If the determination in step 730 is made that the interrupt occurred in a “(ii) rollforward section,” the handler prepares to resume the interrupted code in step 750. In all implementations, this includes restoring all registers of the interrupted thread and ensuring to the maximum extent possible that further interruptions (including, in some implementations, debug exceptions) are disabled (i.e., masked). In a secure environment, the handler modifies certain registers that may be used to access shared memory, so that such registers do not access memory reserved to the kernel (e.g., by clearing the most significant bit of the register).


Once the handler determines the interrupt occurred in a rollforward section, it resumes the interrupted code at step 750 until the rollforward section is finished at step 780. In a non-secure environment, this might involve returning to user-mode execution; otherwise, execution remains in kernel mode. As described above, in some implementations, control is returned to an exact copy of the interrupted rollforward section; in that case, the kernel sets a flag (e.g., a bit in a reserved register) to notify the routine that it has been interrupted and resumed. In other implementations, control is returned to a close copy that is optimized for this purpose, and no such flag is necessary.


In the absence of a synchronous exception during subsequent execution in the rollforward section (and subject to non-maskable interrupts, as discussed below), execution completes the rollforward section of the interrupted routine in step 780 without further interruption. At that point, control returns to the special interrupt handler. The handler takes appropriate steps to return everything to a “normal” state (e.g., restoring status flags and re-enabling interruptions and debugging exceptions). After these steps, the handler exits special handling in step 799 and returns control to the normal interrupt handler to handle the deferred interrupt.


If the determination in step 730 is that the interrupt occurred “(iii) on the boundary,” the handler (in an architecture-specific manner) determines in step 760 from a status register or otherwise whether the rollback section's modification to the shared data structure succeeded. If so, the handler treats the instruction as within a rollforward section and proceeds to step 750; if not, as within a rollback section and proceeds to step 740.


If the determination is that the interrupt occurred in “(iv) none,” which is synonymous with “do nothing” as described above, the handler exits special handling.


(2) Certain combinations of architectures and operating systems employ so-called “non-maskable interrupts” (NMI). In such configurations, as illustrated in FIG. 8, the kernel employs an NMI handler with the following features. As with the process described above in FIG. 7, the kernel interrupt handler first performs a check, 800, as to whether or not there is an unlikely value in a register of the excepted thread. If there is no unlikely value in this register, the handler is exited, step 899, and returned to the normal interrupt handler. The NMI handler determines in step 810 whether the NMI interrupted code in a “resumed” rollforward section (or in a code path, perhaps within another handler, which might lead to resuming a rollforward section). If interrupt did not occur in a “resumed” rollforward section, the NMI handler exits special handling in step 830 and goes to the maskable interrupt handling in step 710. If the interrupt did occur in a rollforward section, the handler in step 820 sets a flag to indicate that the NMI must be handled later and immediately resumes the interrupted code path with the appropriate restored state. When control returns to the NMI handler—whether after completion of a rollforward section or otherwise—the NMI handler ensures that the NMI is handled before any other action is taken by the kernel (e.g., handling a maskable interrupt or a fault). Afterwards, the NMI handler exits its special handling routine.

**Task 1:**
State only the number of lines in the records that contain the string "concrete", treating uppercase and lowercase letters as distinct.

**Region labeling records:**
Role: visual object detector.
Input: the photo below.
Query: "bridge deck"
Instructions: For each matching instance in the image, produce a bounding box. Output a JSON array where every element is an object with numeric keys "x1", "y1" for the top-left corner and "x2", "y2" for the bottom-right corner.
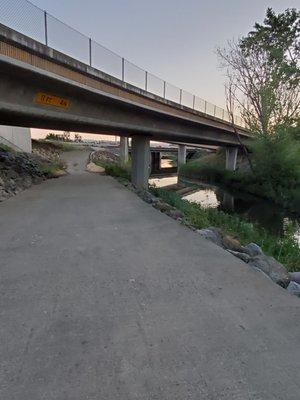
[{"x1": 0, "y1": 25, "x2": 249, "y2": 145}]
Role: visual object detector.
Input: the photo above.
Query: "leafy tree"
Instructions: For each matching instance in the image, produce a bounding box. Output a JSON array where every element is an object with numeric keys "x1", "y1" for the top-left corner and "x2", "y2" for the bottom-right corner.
[{"x1": 218, "y1": 8, "x2": 300, "y2": 134}]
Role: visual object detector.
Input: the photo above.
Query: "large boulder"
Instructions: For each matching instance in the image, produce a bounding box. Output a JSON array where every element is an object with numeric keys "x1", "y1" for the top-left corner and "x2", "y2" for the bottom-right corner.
[
  {"x1": 290, "y1": 272, "x2": 300, "y2": 284},
  {"x1": 197, "y1": 228, "x2": 223, "y2": 247},
  {"x1": 249, "y1": 254, "x2": 291, "y2": 288},
  {"x1": 222, "y1": 235, "x2": 245, "y2": 253},
  {"x1": 245, "y1": 243, "x2": 264, "y2": 257},
  {"x1": 287, "y1": 281, "x2": 300, "y2": 297},
  {"x1": 153, "y1": 200, "x2": 174, "y2": 212},
  {"x1": 227, "y1": 249, "x2": 251, "y2": 263}
]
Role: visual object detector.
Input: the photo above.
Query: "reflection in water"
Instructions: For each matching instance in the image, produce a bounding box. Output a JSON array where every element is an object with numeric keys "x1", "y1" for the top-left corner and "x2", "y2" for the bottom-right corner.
[
  {"x1": 149, "y1": 176, "x2": 300, "y2": 244},
  {"x1": 183, "y1": 189, "x2": 220, "y2": 208}
]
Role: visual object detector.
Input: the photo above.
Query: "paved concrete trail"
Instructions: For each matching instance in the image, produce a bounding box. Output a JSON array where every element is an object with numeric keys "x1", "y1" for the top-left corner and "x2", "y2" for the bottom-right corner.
[{"x1": 0, "y1": 152, "x2": 300, "y2": 400}]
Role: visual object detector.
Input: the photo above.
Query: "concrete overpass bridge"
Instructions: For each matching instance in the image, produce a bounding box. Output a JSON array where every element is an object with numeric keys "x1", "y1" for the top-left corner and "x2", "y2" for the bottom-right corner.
[{"x1": 0, "y1": 0, "x2": 249, "y2": 187}]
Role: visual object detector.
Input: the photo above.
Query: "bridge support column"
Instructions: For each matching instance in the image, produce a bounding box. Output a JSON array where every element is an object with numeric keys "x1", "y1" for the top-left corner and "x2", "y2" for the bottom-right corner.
[
  {"x1": 151, "y1": 151, "x2": 160, "y2": 173},
  {"x1": 120, "y1": 136, "x2": 129, "y2": 166},
  {"x1": 178, "y1": 144, "x2": 186, "y2": 167},
  {"x1": 226, "y1": 147, "x2": 238, "y2": 171},
  {"x1": 131, "y1": 136, "x2": 150, "y2": 189}
]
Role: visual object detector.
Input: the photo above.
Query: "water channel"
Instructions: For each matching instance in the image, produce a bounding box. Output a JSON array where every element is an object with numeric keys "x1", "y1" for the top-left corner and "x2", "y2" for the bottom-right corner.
[{"x1": 149, "y1": 175, "x2": 300, "y2": 245}]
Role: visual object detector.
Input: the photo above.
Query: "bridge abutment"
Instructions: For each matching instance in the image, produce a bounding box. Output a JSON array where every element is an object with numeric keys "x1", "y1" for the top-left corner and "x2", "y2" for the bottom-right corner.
[
  {"x1": 131, "y1": 136, "x2": 150, "y2": 189},
  {"x1": 226, "y1": 147, "x2": 238, "y2": 171}
]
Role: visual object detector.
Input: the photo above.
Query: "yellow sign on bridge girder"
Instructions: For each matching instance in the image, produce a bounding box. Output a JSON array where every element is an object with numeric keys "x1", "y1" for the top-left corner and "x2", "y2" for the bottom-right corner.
[{"x1": 35, "y1": 92, "x2": 71, "y2": 109}]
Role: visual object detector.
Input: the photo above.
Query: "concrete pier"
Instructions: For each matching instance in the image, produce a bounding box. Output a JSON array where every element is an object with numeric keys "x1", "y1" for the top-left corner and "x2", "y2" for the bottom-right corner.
[
  {"x1": 131, "y1": 136, "x2": 150, "y2": 189},
  {"x1": 178, "y1": 144, "x2": 186, "y2": 166},
  {"x1": 120, "y1": 136, "x2": 129, "y2": 166},
  {"x1": 226, "y1": 147, "x2": 238, "y2": 171}
]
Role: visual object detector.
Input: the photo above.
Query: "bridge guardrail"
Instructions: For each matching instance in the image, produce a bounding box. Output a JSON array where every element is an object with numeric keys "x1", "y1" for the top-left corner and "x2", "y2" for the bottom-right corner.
[{"x1": 0, "y1": 0, "x2": 245, "y2": 127}]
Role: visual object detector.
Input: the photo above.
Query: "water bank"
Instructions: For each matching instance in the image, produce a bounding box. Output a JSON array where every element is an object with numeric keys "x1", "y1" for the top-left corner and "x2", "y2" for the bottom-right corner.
[{"x1": 149, "y1": 176, "x2": 300, "y2": 244}]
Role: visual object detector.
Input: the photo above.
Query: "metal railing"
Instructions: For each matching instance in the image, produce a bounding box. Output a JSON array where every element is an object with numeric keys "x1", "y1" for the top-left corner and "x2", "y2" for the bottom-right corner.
[{"x1": 0, "y1": 0, "x2": 245, "y2": 127}]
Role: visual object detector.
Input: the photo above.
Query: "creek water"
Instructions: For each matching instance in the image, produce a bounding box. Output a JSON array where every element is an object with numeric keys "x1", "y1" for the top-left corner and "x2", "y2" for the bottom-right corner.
[{"x1": 149, "y1": 176, "x2": 300, "y2": 245}]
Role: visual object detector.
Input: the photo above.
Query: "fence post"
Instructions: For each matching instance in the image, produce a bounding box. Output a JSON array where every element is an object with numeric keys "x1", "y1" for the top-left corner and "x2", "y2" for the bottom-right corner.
[
  {"x1": 145, "y1": 71, "x2": 148, "y2": 92},
  {"x1": 44, "y1": 11, "x2": 48, "y2": 46},
  {"x1": 89, "y1": 38, "x2": 92, "y2": 67},
  {"x1": 122, "y1": 57, "x2": 125, "y2": 82}
]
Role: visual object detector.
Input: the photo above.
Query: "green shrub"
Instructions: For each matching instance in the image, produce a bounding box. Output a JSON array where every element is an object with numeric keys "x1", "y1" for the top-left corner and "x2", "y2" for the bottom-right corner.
[{"x1": 150, "y1": 188, "x2": 300, "y2": 271}]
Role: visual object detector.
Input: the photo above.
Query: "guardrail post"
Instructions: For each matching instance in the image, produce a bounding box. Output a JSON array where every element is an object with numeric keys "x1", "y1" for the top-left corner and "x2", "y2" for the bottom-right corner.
[
  {"x1": 44, "y1": 11, "x2": 48, "y2": 46},
  {"x1": 89, "y1": 38, "x2": 92, "y2": 67},
  {"x1": 145, "y1": 71, "x2": 148, "y2": 92},
  {"x1": 122, "y1": 58, "x2": 125, "y2": 82}
]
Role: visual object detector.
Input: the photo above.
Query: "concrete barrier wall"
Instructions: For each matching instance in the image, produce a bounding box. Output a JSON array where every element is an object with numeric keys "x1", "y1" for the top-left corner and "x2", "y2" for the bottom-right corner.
[{"x1": 0, "y1": 125, "x2": 31, "y2": 153}]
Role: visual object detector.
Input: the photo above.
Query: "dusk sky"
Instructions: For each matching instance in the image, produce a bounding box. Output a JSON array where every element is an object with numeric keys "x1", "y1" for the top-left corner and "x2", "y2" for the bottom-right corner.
[
  {"x1": 29, "y1": 0, "x2": 300, "y2": 139},
  {"x1": 33, "y1": 0, "x2": 300, "y2": 106}
]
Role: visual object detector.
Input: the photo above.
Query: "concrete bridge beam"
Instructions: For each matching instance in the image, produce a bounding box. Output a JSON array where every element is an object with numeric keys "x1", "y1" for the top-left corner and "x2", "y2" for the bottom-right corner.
[
  {"x1": 226, "y1": 147, "x2": 238, "y2": 171},
  {"x1": 120, "y1": 136, "x2": 129, "y2": 166},
  {"x1": 178, "y1": 144, "x2": 186, "y2": 166},
  {"x1": 131, "y1": 136, "x2": 150, "y2": 189}
]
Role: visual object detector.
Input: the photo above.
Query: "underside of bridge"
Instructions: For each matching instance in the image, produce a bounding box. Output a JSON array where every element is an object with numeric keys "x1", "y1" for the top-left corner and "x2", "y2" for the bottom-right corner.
[{"x1": 0, "y1": 26, "x2": 249, "y2": 187}]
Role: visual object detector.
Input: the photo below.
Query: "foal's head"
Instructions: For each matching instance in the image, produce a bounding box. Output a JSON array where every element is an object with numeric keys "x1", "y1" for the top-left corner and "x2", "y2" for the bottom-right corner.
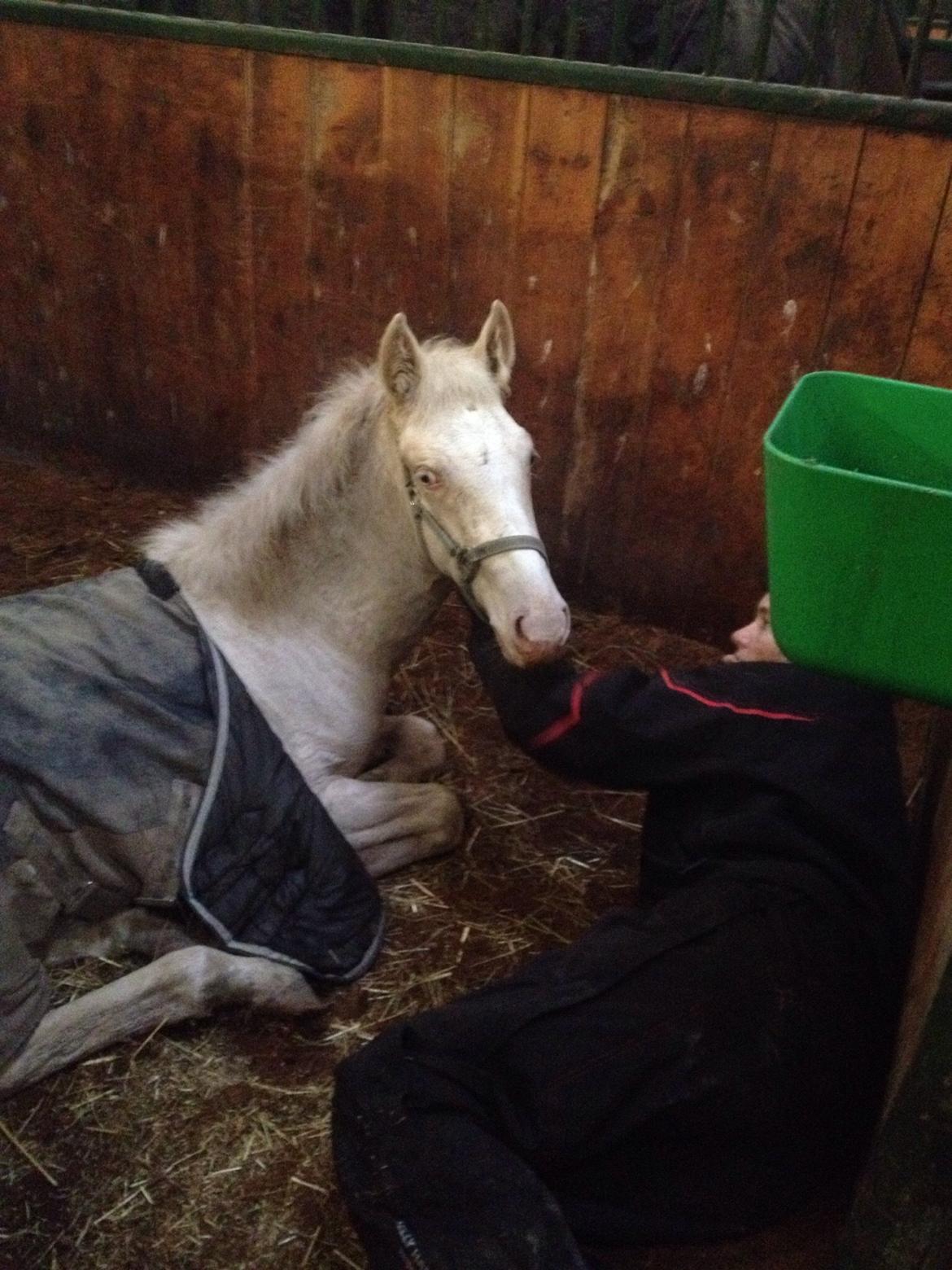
[{"x1": 378, "y1": 300, "x2": 569, "y2": 665}]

**Task 2:**
List every possible outcome of the determination in step 730 that the passage on interrupt handling names.

**Expected answer 1:**
5

**Expected answer 2:**
- (ii) rollforward section
- (iii) on the boundary
- (iv) none